→ **What you are asked to do**: Rewrite the lines below with every "target" swapped for "object" and nothing else changed. Omit the picture from your answer.
* start Available data *
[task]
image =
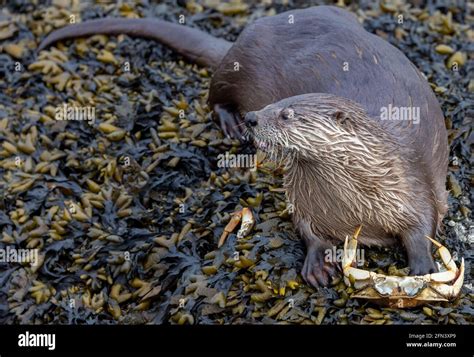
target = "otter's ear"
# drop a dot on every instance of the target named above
(340, 117)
* end Available data *
→ **Finished exercise**:
[task]
image =
object = "otter's ear"
# drop a dot on every instance of the object named above
(340, 117)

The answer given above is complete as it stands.